GOAL: Rewrite the material from the line with "Note to the class: point to the plate" through the line with "(1007, 436)" as a Markdown table with the columns Row and Line. Omit blank lines, and leave out all other material.

-- START OF DATA ENTRIES --

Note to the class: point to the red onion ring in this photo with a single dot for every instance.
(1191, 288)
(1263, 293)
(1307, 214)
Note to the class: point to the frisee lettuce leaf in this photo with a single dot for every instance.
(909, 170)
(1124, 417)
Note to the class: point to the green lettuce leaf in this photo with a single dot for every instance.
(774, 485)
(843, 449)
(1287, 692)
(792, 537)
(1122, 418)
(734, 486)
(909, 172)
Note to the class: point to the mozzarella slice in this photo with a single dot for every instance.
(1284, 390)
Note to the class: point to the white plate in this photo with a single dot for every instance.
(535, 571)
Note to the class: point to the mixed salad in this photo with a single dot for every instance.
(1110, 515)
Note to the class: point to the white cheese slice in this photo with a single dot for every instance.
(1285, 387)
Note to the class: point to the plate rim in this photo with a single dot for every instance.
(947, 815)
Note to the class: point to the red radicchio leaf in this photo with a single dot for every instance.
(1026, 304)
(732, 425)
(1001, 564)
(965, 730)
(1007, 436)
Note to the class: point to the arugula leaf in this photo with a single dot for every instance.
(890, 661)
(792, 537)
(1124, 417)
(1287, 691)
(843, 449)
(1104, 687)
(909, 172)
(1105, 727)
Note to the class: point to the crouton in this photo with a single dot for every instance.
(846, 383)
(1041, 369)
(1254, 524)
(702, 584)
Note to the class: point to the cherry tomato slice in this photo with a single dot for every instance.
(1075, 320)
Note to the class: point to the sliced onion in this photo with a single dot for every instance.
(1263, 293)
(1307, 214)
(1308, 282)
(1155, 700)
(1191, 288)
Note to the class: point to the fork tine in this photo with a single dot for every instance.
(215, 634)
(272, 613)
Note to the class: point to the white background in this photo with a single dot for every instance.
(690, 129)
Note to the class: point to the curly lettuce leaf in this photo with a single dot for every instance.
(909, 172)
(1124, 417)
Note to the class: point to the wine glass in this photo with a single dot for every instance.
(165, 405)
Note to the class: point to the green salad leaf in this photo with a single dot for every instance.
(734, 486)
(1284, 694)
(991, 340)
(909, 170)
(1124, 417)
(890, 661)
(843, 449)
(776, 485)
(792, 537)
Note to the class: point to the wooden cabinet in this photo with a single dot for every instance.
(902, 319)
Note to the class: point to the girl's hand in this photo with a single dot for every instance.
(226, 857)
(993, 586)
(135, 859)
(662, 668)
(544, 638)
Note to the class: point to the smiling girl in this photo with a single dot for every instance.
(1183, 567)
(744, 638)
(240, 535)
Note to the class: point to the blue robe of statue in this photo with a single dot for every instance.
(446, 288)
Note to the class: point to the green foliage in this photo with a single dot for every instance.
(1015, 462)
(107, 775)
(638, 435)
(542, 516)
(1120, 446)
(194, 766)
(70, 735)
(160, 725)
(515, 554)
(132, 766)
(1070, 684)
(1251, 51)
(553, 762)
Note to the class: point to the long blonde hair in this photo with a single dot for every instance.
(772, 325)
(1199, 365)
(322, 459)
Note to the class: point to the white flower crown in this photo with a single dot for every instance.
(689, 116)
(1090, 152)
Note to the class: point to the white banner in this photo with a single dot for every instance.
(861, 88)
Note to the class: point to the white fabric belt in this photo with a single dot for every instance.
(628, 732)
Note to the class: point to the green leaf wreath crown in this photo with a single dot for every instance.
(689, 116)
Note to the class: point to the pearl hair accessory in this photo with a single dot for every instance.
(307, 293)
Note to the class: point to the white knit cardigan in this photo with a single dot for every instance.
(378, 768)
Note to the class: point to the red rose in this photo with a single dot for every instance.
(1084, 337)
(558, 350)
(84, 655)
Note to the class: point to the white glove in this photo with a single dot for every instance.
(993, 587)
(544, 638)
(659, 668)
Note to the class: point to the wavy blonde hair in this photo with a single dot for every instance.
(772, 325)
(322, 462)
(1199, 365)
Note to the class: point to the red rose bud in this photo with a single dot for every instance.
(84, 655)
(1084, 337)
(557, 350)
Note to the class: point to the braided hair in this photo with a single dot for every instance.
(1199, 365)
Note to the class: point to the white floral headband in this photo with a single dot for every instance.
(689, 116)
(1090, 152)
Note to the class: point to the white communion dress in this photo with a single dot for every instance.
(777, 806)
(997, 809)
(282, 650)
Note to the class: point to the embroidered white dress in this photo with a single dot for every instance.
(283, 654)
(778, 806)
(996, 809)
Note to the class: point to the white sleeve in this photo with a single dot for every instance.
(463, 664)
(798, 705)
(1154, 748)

-- END OF DATA ENTRIES --

RESPONSE:
| Row | Line |
|---|---|
| 1 | Note to the class: point to the plate rim in this photo with a single dot for every instance. |
| 2 | (947, 815) |
| 3 | Note to the class: point to the red radicchio leaf in this photo with a single dot for every instance. |
| 4 | (1026, 304) |
| 5 | (732, 425) |
| 6 | (1001, 564) |
| 7 | (965, 730) |
| 8 | (1007, 436) |